Given request :: Reproduce the passage of the post on choosing adversity below, word for word, from "Without having to" up to and including "Good question, Sam.".

Saturday, June 22, 2013

Choosing Adversity

“Besides food and buildings, what do you miss most about home?”

That's what our counselor, Sam, asked me a couple weeks ago during the long drive to Kampala.

Without having to think about it, I told him that significantly more than either of those things, what I have the hardest time leaving behind is security; good healthcare, ambulances, police that I can put my trust in. 

After I explained this, he thought for a moment and responded,

“Why would you ever give that up?”

Good question, Sam.

The simple answer is that God asked me to and I learned a long time ago not to argue.

Information shown ::
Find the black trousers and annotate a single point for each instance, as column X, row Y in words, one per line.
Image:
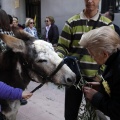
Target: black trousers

The solution ::
Without having to think about it, I told him that significantly more than either of those things, what I have the hardest time leaving behind is security; good healthcare, ambulances, police that I can put my trust in. 

After I explained this, he thought for a moment and responded,

“Why would you ever give that up?”

Good question, Sam.